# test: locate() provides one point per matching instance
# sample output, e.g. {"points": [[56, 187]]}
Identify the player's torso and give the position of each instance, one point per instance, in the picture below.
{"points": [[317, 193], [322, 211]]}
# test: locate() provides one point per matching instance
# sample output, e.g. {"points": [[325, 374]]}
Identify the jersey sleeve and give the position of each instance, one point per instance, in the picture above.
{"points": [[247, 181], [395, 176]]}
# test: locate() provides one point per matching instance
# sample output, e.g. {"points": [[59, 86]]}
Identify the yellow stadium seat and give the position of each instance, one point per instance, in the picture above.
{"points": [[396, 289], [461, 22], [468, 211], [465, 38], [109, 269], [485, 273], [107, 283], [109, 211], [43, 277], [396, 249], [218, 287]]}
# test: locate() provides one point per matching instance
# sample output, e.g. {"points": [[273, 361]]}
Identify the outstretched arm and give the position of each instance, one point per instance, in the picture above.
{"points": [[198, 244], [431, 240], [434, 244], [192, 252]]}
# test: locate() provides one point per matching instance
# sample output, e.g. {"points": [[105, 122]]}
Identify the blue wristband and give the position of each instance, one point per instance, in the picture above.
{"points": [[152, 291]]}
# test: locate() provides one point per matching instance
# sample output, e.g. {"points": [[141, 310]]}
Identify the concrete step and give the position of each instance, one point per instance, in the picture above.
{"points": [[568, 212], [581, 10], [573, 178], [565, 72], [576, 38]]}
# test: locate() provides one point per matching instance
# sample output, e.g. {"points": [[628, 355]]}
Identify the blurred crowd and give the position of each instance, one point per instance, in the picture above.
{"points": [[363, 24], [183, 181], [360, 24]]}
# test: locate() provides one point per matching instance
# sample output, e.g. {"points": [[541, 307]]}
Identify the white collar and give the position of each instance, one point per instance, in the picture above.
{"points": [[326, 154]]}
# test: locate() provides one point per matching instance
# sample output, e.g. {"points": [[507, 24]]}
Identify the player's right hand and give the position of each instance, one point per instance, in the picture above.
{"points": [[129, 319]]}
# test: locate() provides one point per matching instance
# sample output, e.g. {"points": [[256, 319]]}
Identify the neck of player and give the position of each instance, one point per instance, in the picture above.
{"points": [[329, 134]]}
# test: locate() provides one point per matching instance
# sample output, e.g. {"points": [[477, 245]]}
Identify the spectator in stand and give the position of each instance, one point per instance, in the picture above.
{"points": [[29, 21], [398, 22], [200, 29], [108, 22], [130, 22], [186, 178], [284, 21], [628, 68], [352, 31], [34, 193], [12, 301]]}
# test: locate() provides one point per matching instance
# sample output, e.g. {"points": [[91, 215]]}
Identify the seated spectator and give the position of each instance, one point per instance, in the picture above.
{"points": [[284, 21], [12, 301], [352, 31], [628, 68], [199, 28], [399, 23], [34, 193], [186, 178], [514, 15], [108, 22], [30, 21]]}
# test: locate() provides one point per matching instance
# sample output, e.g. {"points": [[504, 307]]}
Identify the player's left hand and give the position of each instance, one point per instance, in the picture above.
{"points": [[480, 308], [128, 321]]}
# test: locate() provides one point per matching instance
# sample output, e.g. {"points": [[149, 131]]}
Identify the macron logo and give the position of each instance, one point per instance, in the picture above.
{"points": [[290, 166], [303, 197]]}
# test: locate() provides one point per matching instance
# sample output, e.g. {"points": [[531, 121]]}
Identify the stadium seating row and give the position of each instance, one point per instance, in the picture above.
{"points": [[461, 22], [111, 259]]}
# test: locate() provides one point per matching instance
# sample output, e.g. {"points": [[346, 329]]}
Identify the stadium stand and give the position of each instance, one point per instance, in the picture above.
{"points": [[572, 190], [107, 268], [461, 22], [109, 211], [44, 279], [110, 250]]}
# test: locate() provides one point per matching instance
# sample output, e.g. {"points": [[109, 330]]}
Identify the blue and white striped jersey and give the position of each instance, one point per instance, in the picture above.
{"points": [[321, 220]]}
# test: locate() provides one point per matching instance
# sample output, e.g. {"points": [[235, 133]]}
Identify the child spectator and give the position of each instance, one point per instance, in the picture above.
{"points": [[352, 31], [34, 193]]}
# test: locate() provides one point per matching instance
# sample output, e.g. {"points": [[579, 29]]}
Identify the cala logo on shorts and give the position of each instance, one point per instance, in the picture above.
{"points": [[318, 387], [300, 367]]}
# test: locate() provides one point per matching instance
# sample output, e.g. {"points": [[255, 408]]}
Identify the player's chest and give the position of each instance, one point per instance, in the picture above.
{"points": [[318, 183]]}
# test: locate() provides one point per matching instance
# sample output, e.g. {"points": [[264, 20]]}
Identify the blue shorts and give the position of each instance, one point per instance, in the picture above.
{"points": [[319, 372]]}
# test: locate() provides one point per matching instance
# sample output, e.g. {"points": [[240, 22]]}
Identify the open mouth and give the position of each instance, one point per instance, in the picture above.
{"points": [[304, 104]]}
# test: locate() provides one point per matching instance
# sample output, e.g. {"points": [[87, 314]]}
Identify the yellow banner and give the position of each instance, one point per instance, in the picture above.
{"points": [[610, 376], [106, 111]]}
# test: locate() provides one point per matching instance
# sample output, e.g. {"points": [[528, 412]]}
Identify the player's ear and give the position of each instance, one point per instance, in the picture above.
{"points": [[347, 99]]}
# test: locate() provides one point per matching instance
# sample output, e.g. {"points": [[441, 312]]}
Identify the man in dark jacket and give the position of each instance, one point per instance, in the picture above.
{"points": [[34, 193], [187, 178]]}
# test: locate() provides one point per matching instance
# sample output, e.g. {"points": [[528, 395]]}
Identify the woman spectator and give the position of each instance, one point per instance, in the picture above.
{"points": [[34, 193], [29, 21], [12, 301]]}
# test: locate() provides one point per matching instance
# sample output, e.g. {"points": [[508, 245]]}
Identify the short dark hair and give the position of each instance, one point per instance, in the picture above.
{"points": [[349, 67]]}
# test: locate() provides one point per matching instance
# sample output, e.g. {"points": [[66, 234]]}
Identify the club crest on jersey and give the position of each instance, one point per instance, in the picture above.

Required work: Retype each line above, keeping every character.

Reply to the exercise:
# test: locate() provides one point per matching instance
# sample output, e.g. {"points": [[56, 187]]}
Identify the player's torso and give the position of each instance, one point per instance, in the picture below.
{"points": [[317, 193], [322, 211]]}
# test: locate() provides one point per matching instance
# sample output, e.g. {"points": [[325, 374]]}
Identify the jersey sleeve and give the position of each instance, one point per instance, in the picture above.
{"points": [[247, 181], [395, 176]]}
# test: locate() provides one point per matching instance
# sample output, e.g. {"points": [[59, 86]]}
Identify the yellow stadium seat and give the position of each instance, one point per instance, in the picture above.
{"points": [[396, 289], [461, 22], [468, 211], [465, 38], [109, 269], [485, 273], [107, 283], [109, 211], [43, 277], [396, 249], [218, 287]]}
# test: locate() provides one point per matching instance
# sample output, e.g. {"points": [[273, 361]]}
Identify the outstretched arm and give the position of each instance, one point per instance, in the picture above.
{"points": [[198, 244], [431, 240], [434, 244], [192, 252]]}
# test: locate() provides one point per matching instance
# sample output, e.g. {"points": [[105, 122]]}
Identify the blue wristband and give the position of each instance, one point per instance, in the picture above.
{"points": [[152, 291]]}
# test: locate() provides one point per matching instance
# sample output, e.g. {"points": [[141, 310]]}
Identify the concrete step and give the position of each instance, one point per instance, in the picture above.
{"points": [[568, 212], [581, 10], [573, 178], [565, 72], [576, 38]]}
# test: locate() provides one point per matching instance
# sample output, e.g. {"points": [[628, 355]]}
Identify the blurred crowd and give the position of each instance, one point per instance, in the picture above.
{"points": [[363, 24], [183, 181], [360, 24]]}
# test: locate() provides one point per matching instance
# sample output, e.g. {"points": [[541, 307]]}
Identify the white collar and give the position of each instance, one point per instance, in the picture above.
{"points": [[326, 154]]}
# test: locate() provides one point per matching instance
# sample output, e.g. {"points": [[507, 24]]}
Identify the player's right hand and give the position of each instance, one point per instance, in the picture above.
{"points": [[129, 319]]}
# test: locate() provides one point per matching instance
# sample output, e.g. {"points": [[256, 319]]}
Identify the neck of player and give the position of each instance, one point per instance, in the picture above.
{"points": [[329, 134]]}
# test: locate() provides one point per matching instance
# sample output, e.g. {"points": [[477, 245]]}
Identify the spectator in stand and give the position of each instance, one point per instance, in the picture above.
{"points": [[29, 21], [398, 22], [200, 29], [108, 22], [130, 22], [186, 178], [284, 21], [628, 68], [352, 31], [34, 193], [12, 301]]}
# test: locate() provides one point per matching instance
# sample output, e.g. {"points": [[91, 215]]}
Identify the seated spectator and give the position of each instance, one point per instance, in the picture above.
{"points": [[284, 21], [12, 301], [352, 31], [628, 68], [199, 28], [399, 23], [34, 193], [186, 178], [514, 15], [108, 22], [30, 21]]}
# test: locate() provides one point per matching instance
# sample output, e.g. {"points": [[504, 307]]}
Identify the player's left hand and give the position of each instance, one point per instance, in the picture above.
{"points": [[480, 308], [128, 321]]}
# test: locate() provides one point per matching instance
# sample output, e.g. {"points": [[149, 131]]}
Identify the macron logo and give the position of each instance, one point per instance, in the picture above.
{"points": [[290, 166], [303, 197]]}
# test: locate() provides one point per matching instance
# sample output, e.g. {"points": [[531, 121]]}
Identify the stadium seating row and give the position of each instance, one point per instance, in the picture above.
{"points": [[461, 22], [111, 259]]}
# test: locate() provides one point per matching instance
# sample output, e.g. {"points": [[346, 329]]}
Identify the stadium stand and give the position of each instance, one point per instance, in the picture above.
{"points": [[572, 190], [107, 268], [461, 22], [109, 211], [44, 279], [110, 250]]}
# test: locate() provides one point per matching instance
# sample output, e.g. {"points": [[109, 330]]}
Identify the blue and white striped jersey and give the position of each instance, one point per instance, in the picture above.
{"points": [[321, 220]]}
# test: locate() provides one point per matching instance
# sample output, e.g. {"points": [[235, 133]]}
Identify the child spectator and give the position of each instance, one point per instance, in the picture above.
{"points": [[352, 31], [34, 193]]}
# test: locate() provides one point per matching instance
# sample output, e.g. {"points": [[579, 29]]}
Identify the cala logo on shorts and give the position of each instance, one point per instance, in the picture above.
{"points": [[318, 387], [300, 367]]}
# test: locate() provides one point per matching instance
# sample output, e.g. {"points": [[255, 408]]}
Identify the player's chest and give the position of each instance, one point per instance, in the picture above.
{"points": [[318, 183]]}
# test: locate() provides one point per matching instance
# sample output, e.g. {"points": [[264, 20]]}
Identify the blue shorts and give the position of each instance, one point per instance, in the picture above.
{"points": [[319, 372]]}
# test: locate() provides one point per matching instance
# sample output, e.g. {"points": [[240, 22]]}
Identify the open mouth and give the position of each instance, one point per instance, in the picture above.
{"points": [[304, 104]]}
# test: locate() provides one point per matching instance
# sample output, e.g. {"points": [[87, 314]]}
Identify the yellow banner and give the position of each instance, one point per instance, in the picture above.
{"points": [[610, 376], [106, 111]]}
# test: locate() provides one point per matching instance
# sample output, e.g. {"points": [[528, 412]]}
Identify the player's ear and give the position of each instance, one point per instance, in the picture above.
{"points": [[347, 99]]}
# test: locate() provides one point per matching instance
# sample output, e.g. {"points": [[441, 312]]}
Identify the man in dark jacket and give the position of each instance, one point per instance, in the picture above.
{"points": [[34, 193], [187, 178]]}
# test: locate() provides one point per matching instance
# sample output, e.g. {"points": [[528, 395]]}
Identify the woman spectator and give the position of each instance, one point per instance, in the picture above.
{"points": [[34, 193], [29, 21], [12, 301]]}
# test: locate() provides one point per matching instance
# sample output, e.g. {"points": [[508, 245]]}
Identify the short dark hair and give the position of each instance, one point per instance, in the picture above.
{"points": [[349, 67]]}
# test: locate() provides one point per matching instance
# sample output, e.g. {"points": [[66, 234]]}
Identify the club crest on jersey and give the position of each instance, one point per instance, in the picture above.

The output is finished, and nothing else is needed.